Selected passage ->
============

Ultimately, meaning and mystery coexist in Searcy’s mind, and his offbeat, exciting writing will resonate with readers for...
by David Searcy ‧ RELEASE DATE: Jan. 5, 2016
A Texas essayist goes looking for meaning in all the right places.
The essays in this debut collection by Searcy, who previously published two novels of sci-fi horror (Last Things, 2002, etc.), suggest what might happen if Stephen King somehow morphed into David Foster Wallace. Though there are none of the latter’s signature footnotes, the author’s allusive and elusive writing seeks connections beneath the surface of appearance and the alternatives to conventional wisdom. His mother was an artist, as is his girlfriend, as is his late friend, and their work provides plenty of perspective on the creative impulse, which also permeates these essays. In the opening “The Hudson River School,” a visit to the dental hygienist inspires a visit to her father, a rancher in West Texas, who has been targeting a coyote (or more) that has been attacking his sheep, using a tape of their baby’s cries as a lure. “Out here, you probably need to know a lot more clearly what you’re doing,” writes Searcy. “How to situate yourself. You’ve got your basics here to deal with after all. Your wind, your emptiness, your animals, your house.” Clarity, emptiness, and whatever the basics are remain touchstones throughout these essays, whether the writer is exploring the lunar landscape of Enchanted Rock, touring Turkey in search of Santa Claus, trying to find meaning in his lack of connection with baseball, or rediscovering a piece by his late mother while rummaging through “twenty years of stuff diverted here. Not quite tossed out. You never know.” Searcy also spends plenty of time revisiting childhood experiences never quite resolved, snapshots and notebooks that provide a different perspective on the experience he’s relating, and occasionally discovering, “How cool and dark and clear it is, right here at the heart of things. How clearly things reveal themselves. Who knew?”

============

Dataset content ->
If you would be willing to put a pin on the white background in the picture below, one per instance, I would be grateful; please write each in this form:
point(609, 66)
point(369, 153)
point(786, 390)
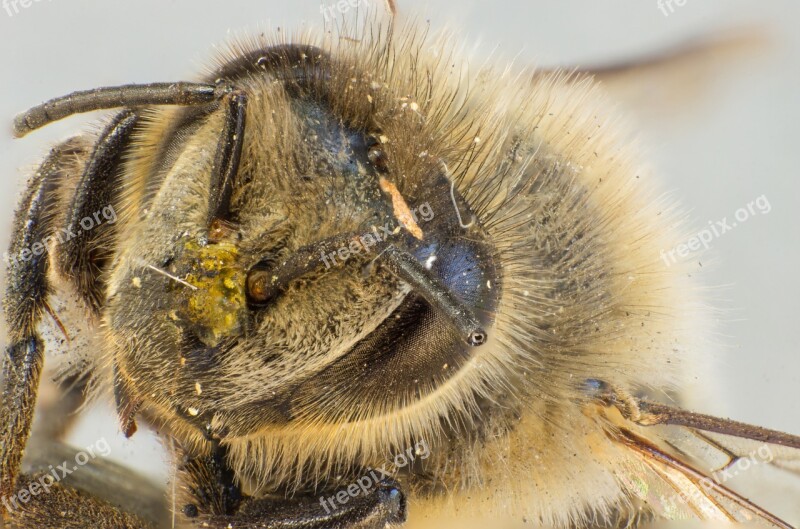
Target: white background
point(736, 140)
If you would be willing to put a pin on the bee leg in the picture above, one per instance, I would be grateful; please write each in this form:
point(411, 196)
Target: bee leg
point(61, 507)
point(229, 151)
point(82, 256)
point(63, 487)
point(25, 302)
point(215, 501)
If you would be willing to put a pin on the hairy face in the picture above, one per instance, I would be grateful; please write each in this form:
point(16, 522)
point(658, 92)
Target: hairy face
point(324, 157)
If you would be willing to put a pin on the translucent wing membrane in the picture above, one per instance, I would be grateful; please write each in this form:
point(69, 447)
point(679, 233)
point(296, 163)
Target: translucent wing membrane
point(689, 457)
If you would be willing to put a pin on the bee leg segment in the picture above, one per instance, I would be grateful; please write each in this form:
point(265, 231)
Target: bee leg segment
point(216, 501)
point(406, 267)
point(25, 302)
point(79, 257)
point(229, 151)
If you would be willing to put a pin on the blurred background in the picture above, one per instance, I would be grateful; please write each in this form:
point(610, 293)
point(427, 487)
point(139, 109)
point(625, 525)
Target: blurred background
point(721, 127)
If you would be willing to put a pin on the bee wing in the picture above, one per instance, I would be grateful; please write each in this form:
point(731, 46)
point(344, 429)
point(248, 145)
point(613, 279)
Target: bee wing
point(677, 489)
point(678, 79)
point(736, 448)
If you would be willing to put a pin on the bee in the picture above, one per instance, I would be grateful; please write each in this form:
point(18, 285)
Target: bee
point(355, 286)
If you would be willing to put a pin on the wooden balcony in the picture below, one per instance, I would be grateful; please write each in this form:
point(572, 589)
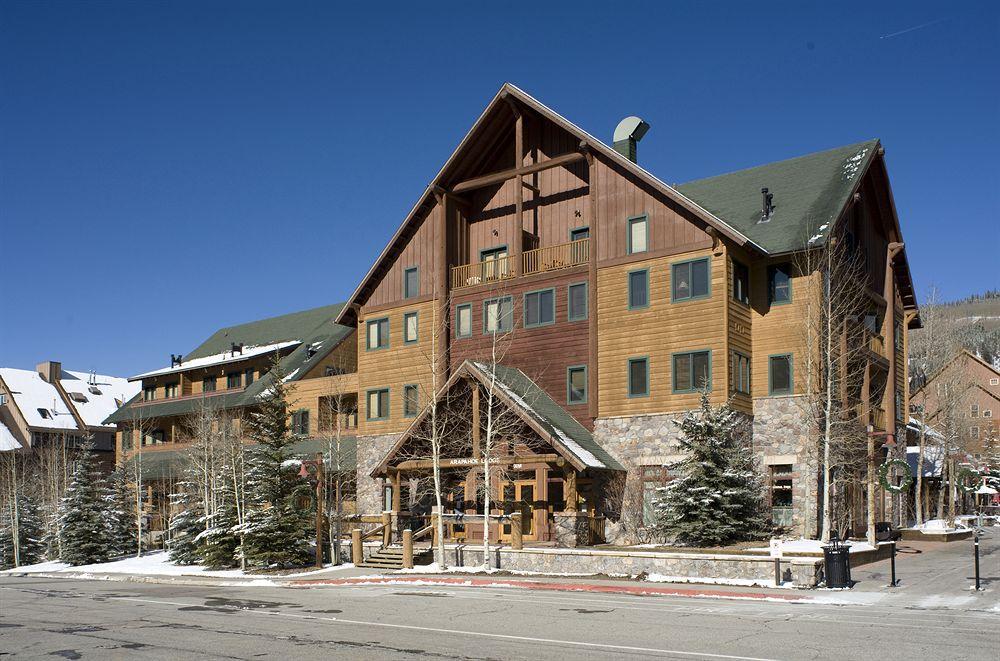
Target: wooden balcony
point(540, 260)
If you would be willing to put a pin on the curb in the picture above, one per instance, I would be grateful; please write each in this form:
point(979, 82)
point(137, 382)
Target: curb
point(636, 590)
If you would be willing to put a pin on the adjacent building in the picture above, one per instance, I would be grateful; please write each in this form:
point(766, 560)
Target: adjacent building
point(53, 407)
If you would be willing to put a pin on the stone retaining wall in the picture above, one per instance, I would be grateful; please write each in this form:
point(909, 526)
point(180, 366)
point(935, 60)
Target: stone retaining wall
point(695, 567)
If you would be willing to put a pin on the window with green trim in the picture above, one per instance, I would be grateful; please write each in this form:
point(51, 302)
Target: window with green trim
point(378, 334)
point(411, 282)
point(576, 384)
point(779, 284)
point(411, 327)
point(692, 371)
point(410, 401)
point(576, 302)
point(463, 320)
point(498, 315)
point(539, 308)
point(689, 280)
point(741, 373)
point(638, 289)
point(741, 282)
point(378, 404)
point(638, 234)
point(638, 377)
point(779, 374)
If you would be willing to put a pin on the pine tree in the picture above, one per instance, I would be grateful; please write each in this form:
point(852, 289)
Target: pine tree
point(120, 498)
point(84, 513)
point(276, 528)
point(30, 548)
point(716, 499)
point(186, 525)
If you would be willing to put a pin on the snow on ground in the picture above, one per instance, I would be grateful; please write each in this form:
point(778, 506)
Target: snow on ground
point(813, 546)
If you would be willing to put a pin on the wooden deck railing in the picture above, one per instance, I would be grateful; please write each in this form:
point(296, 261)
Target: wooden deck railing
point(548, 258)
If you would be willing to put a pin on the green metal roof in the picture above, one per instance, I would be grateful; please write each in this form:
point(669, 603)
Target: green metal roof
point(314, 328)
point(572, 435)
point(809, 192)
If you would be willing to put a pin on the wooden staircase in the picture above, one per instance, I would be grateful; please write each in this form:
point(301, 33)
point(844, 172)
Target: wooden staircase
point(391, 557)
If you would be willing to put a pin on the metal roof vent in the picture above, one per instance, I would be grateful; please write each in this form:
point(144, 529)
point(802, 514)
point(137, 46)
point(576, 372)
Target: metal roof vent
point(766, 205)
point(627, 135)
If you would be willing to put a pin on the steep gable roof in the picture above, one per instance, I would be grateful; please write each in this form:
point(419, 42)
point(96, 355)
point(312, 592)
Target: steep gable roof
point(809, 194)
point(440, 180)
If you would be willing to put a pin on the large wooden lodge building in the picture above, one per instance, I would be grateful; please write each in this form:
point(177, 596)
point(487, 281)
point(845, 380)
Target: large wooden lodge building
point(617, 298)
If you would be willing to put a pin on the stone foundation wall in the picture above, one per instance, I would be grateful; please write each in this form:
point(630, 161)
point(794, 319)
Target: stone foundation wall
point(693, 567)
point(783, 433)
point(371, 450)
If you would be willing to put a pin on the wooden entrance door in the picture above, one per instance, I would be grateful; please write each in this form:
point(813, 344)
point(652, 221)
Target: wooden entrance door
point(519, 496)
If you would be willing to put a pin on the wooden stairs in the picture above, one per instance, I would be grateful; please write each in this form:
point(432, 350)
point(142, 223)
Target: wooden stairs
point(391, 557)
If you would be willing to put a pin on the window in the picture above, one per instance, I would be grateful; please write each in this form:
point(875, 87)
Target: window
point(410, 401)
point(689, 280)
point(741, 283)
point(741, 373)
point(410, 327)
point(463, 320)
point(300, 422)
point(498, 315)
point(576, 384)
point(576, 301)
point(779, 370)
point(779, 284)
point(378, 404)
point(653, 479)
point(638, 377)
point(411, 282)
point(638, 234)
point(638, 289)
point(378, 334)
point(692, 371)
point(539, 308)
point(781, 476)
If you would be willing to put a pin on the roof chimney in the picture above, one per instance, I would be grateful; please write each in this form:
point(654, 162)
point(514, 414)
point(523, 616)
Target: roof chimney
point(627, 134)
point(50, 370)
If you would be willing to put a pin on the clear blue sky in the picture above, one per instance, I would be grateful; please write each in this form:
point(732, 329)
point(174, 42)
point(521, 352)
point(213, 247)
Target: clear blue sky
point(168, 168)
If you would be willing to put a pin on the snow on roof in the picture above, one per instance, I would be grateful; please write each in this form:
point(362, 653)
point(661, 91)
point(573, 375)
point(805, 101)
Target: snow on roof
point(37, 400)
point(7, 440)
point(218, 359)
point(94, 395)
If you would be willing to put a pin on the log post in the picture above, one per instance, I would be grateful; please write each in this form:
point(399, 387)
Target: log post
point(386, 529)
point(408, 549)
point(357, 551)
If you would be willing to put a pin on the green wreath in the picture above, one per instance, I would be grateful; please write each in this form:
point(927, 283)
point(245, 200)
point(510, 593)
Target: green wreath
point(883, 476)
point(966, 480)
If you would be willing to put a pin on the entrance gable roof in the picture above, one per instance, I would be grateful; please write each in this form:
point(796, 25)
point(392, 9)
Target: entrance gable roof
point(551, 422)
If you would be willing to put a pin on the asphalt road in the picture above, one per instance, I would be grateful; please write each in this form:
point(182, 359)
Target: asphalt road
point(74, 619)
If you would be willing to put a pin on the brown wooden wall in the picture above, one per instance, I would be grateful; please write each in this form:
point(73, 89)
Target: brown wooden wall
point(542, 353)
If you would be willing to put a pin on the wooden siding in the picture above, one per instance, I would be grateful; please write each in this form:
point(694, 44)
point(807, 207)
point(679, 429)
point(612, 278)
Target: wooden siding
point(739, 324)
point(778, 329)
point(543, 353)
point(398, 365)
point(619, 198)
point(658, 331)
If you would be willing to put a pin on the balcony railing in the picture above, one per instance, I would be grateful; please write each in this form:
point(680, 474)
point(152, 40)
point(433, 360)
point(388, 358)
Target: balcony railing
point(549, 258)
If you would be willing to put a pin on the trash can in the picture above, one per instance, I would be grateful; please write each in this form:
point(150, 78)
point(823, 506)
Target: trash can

============

Stated goal A ->
From the book review, return the passage between "Ultimately, meaning and" and "the right places.", inclusive.
Stated goal B ->
According to the book review, what genre were the two novels Searcy published before this collection?

Problem solution A ->
Ultimately, meaning and mystery coexist in Searcy’s mind, and his offbeat, exciting writing will resonate with readers for...
by David Searcy ‧ RELEASE DATE: Jan. 5, 2016
A Texas essayist goes looking for meaning in all the right places.

Problem solution B ->
Sci-fi horror.